SOURCE MATERIAL
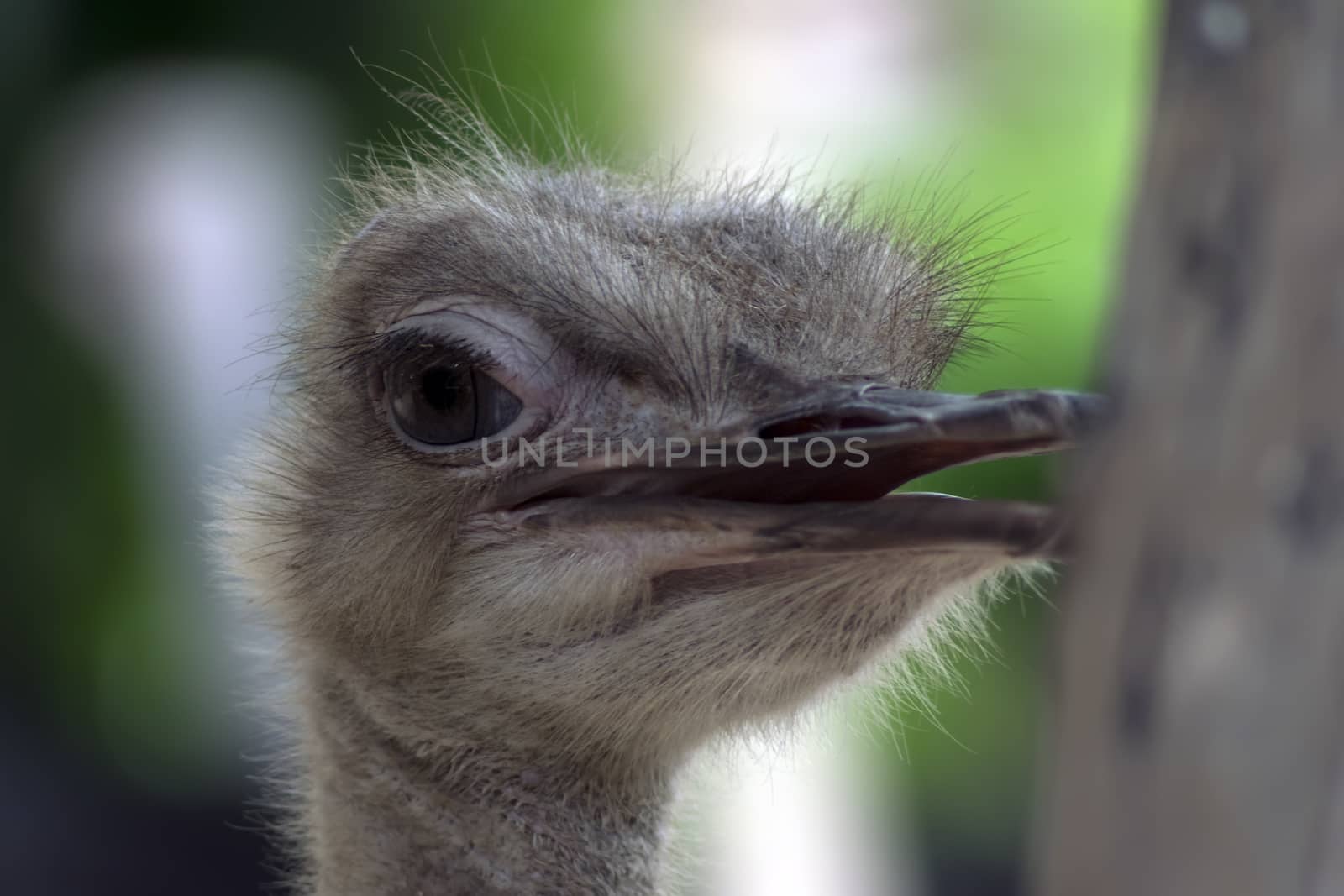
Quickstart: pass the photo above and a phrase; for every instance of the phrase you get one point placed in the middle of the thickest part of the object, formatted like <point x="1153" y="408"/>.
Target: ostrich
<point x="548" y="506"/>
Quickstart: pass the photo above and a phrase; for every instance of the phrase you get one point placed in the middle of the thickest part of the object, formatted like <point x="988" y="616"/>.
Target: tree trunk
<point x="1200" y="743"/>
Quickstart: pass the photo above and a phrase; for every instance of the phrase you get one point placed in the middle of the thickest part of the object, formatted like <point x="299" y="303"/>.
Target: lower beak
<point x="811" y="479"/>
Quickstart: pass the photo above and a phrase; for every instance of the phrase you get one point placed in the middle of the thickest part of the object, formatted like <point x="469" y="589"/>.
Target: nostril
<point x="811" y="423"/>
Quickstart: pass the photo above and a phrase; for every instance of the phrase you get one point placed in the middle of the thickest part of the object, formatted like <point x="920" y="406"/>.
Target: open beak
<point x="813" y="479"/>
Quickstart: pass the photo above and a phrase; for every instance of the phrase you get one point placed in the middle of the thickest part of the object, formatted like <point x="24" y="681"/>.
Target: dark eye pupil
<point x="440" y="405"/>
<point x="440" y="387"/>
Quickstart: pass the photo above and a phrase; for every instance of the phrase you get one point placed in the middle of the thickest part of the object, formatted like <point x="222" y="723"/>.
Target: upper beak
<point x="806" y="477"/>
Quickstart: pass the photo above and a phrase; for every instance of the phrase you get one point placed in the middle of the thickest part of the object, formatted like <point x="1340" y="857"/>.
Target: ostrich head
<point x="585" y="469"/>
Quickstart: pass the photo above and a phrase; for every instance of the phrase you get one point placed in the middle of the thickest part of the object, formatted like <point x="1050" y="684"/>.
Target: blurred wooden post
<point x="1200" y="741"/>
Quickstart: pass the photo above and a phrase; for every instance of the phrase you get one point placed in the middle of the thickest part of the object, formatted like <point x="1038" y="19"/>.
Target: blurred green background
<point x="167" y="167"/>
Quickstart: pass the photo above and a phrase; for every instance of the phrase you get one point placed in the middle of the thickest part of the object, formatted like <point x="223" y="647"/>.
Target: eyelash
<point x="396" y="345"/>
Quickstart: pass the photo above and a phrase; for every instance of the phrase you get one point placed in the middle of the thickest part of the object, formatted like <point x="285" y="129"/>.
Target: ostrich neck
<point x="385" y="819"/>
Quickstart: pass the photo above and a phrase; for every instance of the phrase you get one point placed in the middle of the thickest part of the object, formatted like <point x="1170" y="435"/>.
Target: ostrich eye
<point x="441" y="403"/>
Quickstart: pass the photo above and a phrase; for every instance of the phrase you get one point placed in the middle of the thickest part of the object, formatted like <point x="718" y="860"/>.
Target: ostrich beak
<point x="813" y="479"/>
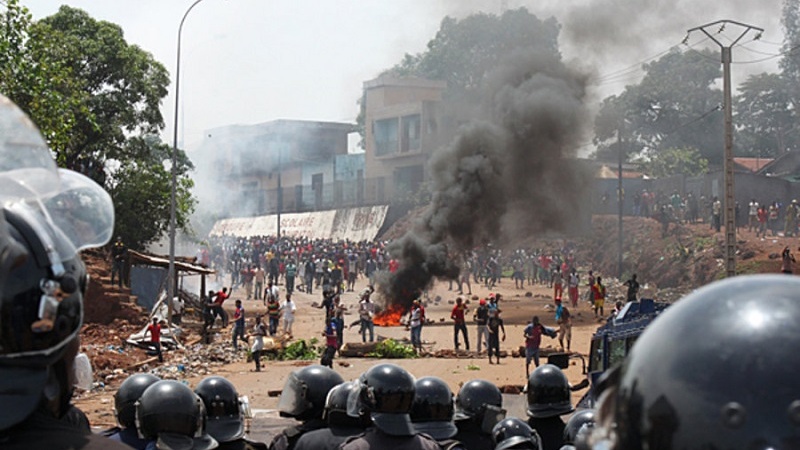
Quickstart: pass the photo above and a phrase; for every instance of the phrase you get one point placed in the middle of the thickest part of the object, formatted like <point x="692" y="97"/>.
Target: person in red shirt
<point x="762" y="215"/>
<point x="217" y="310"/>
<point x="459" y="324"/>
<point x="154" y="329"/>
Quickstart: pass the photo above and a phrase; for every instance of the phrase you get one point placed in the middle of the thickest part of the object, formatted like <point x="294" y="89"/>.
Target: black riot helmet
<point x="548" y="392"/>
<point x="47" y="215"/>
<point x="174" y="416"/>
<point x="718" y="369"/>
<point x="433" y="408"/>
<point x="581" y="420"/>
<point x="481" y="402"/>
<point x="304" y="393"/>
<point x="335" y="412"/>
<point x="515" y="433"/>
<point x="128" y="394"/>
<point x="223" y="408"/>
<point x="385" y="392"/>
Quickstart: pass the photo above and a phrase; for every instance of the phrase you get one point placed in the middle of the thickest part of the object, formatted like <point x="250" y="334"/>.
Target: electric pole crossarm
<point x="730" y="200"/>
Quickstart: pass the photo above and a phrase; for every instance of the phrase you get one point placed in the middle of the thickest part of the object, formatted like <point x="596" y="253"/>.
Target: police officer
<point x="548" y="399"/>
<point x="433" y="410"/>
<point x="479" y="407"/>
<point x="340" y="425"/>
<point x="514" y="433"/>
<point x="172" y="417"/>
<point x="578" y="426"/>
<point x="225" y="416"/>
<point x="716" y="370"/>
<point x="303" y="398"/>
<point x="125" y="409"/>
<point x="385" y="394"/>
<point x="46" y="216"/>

WORK INSTRUCTIONS
Please pull out every line of the rows above that contains the string "beak", matching case exactly.

EXERCISE ANSWER
Target: lower beak
Target: open beak
Target: upper beak
Target: ostrich beak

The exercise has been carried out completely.